EXERCISE DETAILS: Rewrite the listing below, swapping every "Observed output" for "Returned points" and leaving everything else unchanged.

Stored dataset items

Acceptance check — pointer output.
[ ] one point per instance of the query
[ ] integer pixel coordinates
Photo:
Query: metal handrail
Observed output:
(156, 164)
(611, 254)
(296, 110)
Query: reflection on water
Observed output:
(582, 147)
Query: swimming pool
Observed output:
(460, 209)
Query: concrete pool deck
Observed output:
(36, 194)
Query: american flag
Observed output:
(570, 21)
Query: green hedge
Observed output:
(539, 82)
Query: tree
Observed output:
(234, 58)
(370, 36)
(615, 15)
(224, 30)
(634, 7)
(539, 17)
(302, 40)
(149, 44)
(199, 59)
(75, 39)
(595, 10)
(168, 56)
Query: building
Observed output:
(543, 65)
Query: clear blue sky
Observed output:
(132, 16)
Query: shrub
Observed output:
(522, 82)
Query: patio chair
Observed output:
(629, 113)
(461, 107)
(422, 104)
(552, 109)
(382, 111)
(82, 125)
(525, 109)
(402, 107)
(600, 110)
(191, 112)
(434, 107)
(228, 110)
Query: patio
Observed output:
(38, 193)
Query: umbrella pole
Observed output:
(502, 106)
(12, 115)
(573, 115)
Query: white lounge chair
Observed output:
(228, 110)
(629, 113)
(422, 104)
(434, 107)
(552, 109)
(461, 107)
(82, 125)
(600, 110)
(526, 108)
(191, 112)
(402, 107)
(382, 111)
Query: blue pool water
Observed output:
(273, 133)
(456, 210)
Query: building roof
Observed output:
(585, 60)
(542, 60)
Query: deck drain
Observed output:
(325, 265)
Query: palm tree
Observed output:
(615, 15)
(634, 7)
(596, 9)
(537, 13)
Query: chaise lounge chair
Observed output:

THE COMPLETED TASK:
Acceptance check — pointer output.
[ ] one point per instance of the query
[ ] integer pixel coordinates
Photo:
Query: metal handrail
Returned points:
(156, 164)
(611, 254)
(296, 110)
Query: reflection on water
Returned points:
(582, 147)
Query: swimming pool
Returned points:
(460, 209)
Query: concrete pool deck
Returned points:
(36, 194)
Query: american flag
Returned points:
(570, 21)
Query: green hedge
Returned points:
(539, 82)
Query: tree
Returned points:
(234, 58)
(370, 36)
(615, 15)
(224, 30)
(634, 7)
(539, 17)
(302, 40)
(149, 44)
(199, 59)
(75, 39)
(595, 10)
(168, 56)
Query: building
Returned points:
(543, 65)
Query: clear blue sky
Returned points:
(132, 16)
Query: shrub
Returned points:
(522, 82)
Query: patio chair
Returned points:
(629, 113)
(461, 107)
(422, 104)
(552, 109)
(382, 111)
(82, 125)
(525, 109)
(402, 107)
(600, 110)
(191, 112)
(434, 107)
(228, 110)
Query: patio
Returned points:
(38, 193)
Query: umbrella pole
Returned points:
(502, 106)
(12, 115)
(573, 115)
Query: white lounge chair
Returned points:
(228, 110)
(629, 113)
(422, 104)
(434, 107)
(552, 109)
(461, 107)
(82, 125)
(600, 110)
(526, 108)
(191, 112)
(402, 107)
(382, 111)
Query: blue pool water
Returned points:
(273, 133)
(456, 210)
Query: building roof
Returned points:
(585, 60)
(542, 60)
Query: deck drain
Returned points:
(325, 265)
Query: palm tree
Returned points:
(615, 15)
(634, 7)
(596, 9)
(537, 13)
Query: chaise lounge chair
Returned points:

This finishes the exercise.